Point placement records:
....

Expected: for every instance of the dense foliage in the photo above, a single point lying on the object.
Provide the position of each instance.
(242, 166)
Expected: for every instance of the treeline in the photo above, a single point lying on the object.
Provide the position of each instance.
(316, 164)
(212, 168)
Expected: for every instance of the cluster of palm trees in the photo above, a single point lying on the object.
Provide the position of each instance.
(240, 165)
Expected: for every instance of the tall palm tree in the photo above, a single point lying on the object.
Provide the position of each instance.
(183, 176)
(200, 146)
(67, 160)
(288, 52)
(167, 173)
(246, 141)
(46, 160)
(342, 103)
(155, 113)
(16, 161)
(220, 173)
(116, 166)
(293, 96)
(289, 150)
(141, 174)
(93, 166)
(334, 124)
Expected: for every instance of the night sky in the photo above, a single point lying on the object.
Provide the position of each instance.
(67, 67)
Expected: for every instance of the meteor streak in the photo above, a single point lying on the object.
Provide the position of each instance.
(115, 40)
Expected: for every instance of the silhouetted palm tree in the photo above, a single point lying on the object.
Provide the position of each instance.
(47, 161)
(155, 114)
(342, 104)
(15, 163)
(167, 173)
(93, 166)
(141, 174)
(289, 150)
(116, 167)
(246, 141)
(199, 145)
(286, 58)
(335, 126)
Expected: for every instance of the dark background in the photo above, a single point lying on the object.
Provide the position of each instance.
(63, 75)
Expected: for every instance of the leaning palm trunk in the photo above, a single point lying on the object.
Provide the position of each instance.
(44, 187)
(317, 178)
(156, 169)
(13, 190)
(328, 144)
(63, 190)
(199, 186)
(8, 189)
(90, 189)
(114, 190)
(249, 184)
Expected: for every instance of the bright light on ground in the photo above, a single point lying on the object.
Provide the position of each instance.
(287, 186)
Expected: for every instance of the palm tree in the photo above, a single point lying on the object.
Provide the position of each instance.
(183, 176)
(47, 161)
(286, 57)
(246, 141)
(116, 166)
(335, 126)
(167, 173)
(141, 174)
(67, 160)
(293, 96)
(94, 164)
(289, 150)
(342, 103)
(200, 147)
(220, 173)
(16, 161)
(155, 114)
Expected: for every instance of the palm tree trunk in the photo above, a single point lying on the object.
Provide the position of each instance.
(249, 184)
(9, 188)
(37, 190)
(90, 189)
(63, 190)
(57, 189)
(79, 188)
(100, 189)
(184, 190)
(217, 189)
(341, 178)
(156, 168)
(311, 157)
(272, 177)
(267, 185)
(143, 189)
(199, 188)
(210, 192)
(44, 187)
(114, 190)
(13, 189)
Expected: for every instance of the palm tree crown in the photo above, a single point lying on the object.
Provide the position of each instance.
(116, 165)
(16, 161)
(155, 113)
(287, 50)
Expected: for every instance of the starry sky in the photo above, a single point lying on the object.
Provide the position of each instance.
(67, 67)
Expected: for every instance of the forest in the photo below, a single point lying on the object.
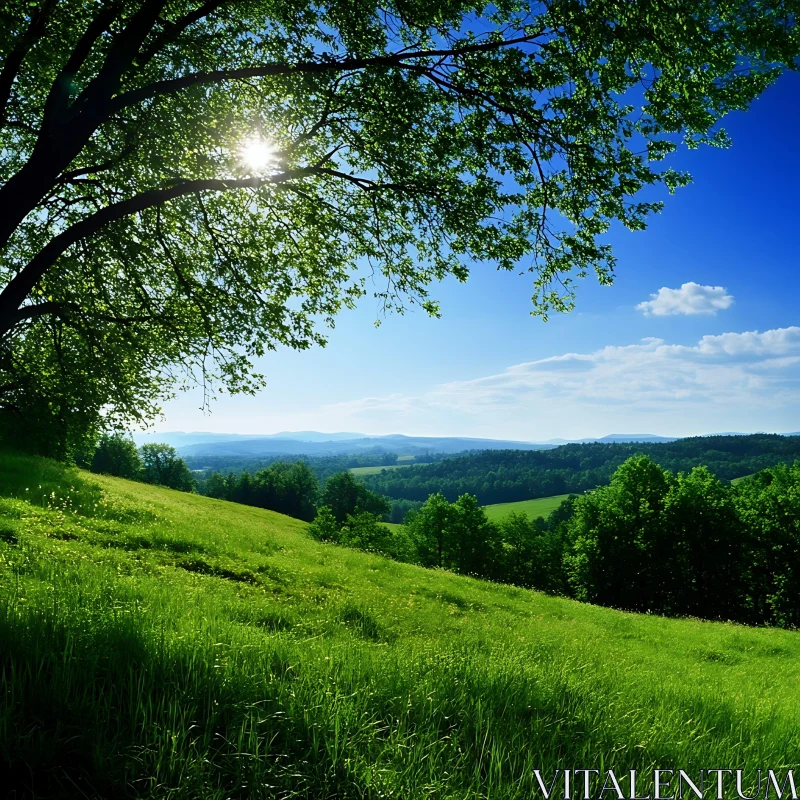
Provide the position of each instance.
(685, 544)
(506, 476)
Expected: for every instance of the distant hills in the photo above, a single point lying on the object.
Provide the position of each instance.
(317, 443)
(394, 443)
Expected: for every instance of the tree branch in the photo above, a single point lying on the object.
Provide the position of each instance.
(36, 29)
(58, 97)
(174, 29)
(174, 85)
(20, 286)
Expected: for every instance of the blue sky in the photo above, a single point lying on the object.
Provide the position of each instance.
(489, 369)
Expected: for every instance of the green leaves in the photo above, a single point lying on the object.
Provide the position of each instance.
(413, 142)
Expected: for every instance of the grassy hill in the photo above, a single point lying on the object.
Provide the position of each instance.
(159, 644)
(541, 507)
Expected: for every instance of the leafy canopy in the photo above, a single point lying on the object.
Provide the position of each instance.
(387, 147)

....

* _Task prompt_
Convert the lines of the listing into a JSON list of strings with one string per line and no blank lines. Begin at the line that contains "Expected: for every instance of the leafy" and stop at the end of the listing.

* _Final answer_
[
  "Expected: for every instance of the leafy canopy in the photo above, a single point lying on the object.",
  "Provide the position of each instance.",
  "(387, 147)"
]